Extrait fourni

++++++

Pour le Midrache, il est important de justifier la nécessité des trois Alliances. Concernant l’Alliance du Sinaï, rien n’est plus naturel que, pour donner la Tora à Israël, D’ieu ait recours à l’Alliance avec Israël afin de s’assurer de sa fidélité.

On ne saurait envisager la possibilité de confier la Tora, fille unique du Créateur, à Israël si D’ieu n’avait pas l’engagement effectif de tout le peuple pour la mise en pratique de toutes les prescriptions.

Cependant Israël a vite fait de dénoncer cet engagement. Moins de quarante jours après, le peuple d’Israël se rend coupable de la faute du veau d’or. L’interdit de l’idolâtrie étant transgressé, c’est toute son adhésion à la Tora qui est remise en question.

Israël répare l’irréparable. D’ieu veut bien lui accorder une seconde chance. Son repentir est pris en considération. Mais D’ieu ne consent à remettre sa Chékhina parmi Israël qu’une fois le Michekane érigé.

De nouvelles tables de la Loi sont octroyées à Israël. La Tora prenant place parmi Israël nécessite une nouvelle Alliance. Elle eut lieu à Horèb. Celle-ci remplace la première. Israël sent que cet engagement est sérieux. Il ne s’agit point de le remettre en cause. L’expérience du veau d’or qui avait provoqué l’exil de la Chékhina n’est plus à refaire.

++++++

Enregistrements du jeu de données d'annotation par points
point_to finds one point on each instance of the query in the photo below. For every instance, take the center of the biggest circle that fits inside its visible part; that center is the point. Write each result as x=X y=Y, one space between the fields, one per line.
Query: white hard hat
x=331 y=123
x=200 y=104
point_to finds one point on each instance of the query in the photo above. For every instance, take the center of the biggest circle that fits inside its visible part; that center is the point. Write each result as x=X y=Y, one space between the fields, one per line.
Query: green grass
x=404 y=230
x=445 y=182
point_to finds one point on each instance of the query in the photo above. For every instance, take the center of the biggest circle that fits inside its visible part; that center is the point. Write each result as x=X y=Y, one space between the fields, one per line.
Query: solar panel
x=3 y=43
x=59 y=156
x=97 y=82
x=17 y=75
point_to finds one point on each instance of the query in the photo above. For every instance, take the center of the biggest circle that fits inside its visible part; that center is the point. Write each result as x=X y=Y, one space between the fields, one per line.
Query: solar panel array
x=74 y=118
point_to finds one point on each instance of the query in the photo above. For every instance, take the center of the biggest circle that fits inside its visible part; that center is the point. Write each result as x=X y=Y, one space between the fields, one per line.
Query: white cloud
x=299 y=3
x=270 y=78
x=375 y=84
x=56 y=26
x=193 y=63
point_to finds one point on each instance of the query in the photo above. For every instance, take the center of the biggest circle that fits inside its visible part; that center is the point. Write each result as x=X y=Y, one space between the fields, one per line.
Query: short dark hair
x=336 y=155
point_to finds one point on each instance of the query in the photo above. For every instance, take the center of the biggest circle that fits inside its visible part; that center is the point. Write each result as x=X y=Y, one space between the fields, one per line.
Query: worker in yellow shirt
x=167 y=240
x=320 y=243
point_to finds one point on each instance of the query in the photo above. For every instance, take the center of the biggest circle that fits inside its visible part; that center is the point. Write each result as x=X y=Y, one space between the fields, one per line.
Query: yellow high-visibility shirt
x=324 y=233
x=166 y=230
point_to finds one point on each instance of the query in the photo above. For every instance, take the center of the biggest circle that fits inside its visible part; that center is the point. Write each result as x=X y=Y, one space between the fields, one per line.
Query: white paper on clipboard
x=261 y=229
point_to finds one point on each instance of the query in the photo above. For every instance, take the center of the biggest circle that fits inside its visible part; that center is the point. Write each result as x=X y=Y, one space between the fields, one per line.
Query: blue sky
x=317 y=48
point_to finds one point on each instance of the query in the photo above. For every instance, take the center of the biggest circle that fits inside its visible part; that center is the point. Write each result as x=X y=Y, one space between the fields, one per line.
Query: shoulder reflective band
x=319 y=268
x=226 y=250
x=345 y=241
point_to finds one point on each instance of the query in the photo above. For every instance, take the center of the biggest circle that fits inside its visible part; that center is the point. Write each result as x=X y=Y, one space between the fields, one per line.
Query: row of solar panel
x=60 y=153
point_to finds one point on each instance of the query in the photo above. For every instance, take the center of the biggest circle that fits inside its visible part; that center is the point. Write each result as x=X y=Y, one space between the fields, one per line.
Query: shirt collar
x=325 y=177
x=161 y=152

++++++

Consigne 1
Mettez à jour le passage sur les trois Alliances en remplaçant « Michekane » par « Tabernacle ». Commencez aux mots « Israël répare l’irréparable. » et arrêtez-vous après « plus à refaire. ».
Consigne 2
Résumez en deux phrases le passage sur les trois Alliances.

Résultat attendu 1
Israël répare l’irréparable. D’ieu veut bien lui accorder une seconde chance. Son repentir est pris en considération. Mais D’ieu ne consent à remettre sa Chékhina parmi Israël qu’une fois le Tabernacle érigé.

De nouvelles tables de la Loi sont octroyées à Israël. La Tora prenant place parmi Israël nécessite une nouvelle Alliance. Elle eut lieu à Horèb. Celle-ci remplace la première. Israël sent que cet engagement est sérieux. Il ne s’agit point de le remettre en cause. L’expérience du veau d’or qui avait provoqué l’exil de la Chékhina n’est plus à refaire.

Résultat attendu 2
D’ieu a recours à l’Alliance du Sinaï pour s’assurer de la fidélité d’Israël en lui donnant la Tora, mais moins de quarante jours après, la faute du veau d’or remet en question toute son adhésion. Son repentir étant pris en considération, de nouvelles tables de la Loi lui sont octroyées, et une nouvelle Alliance, qui eut lieu à Horèb, remplace la première.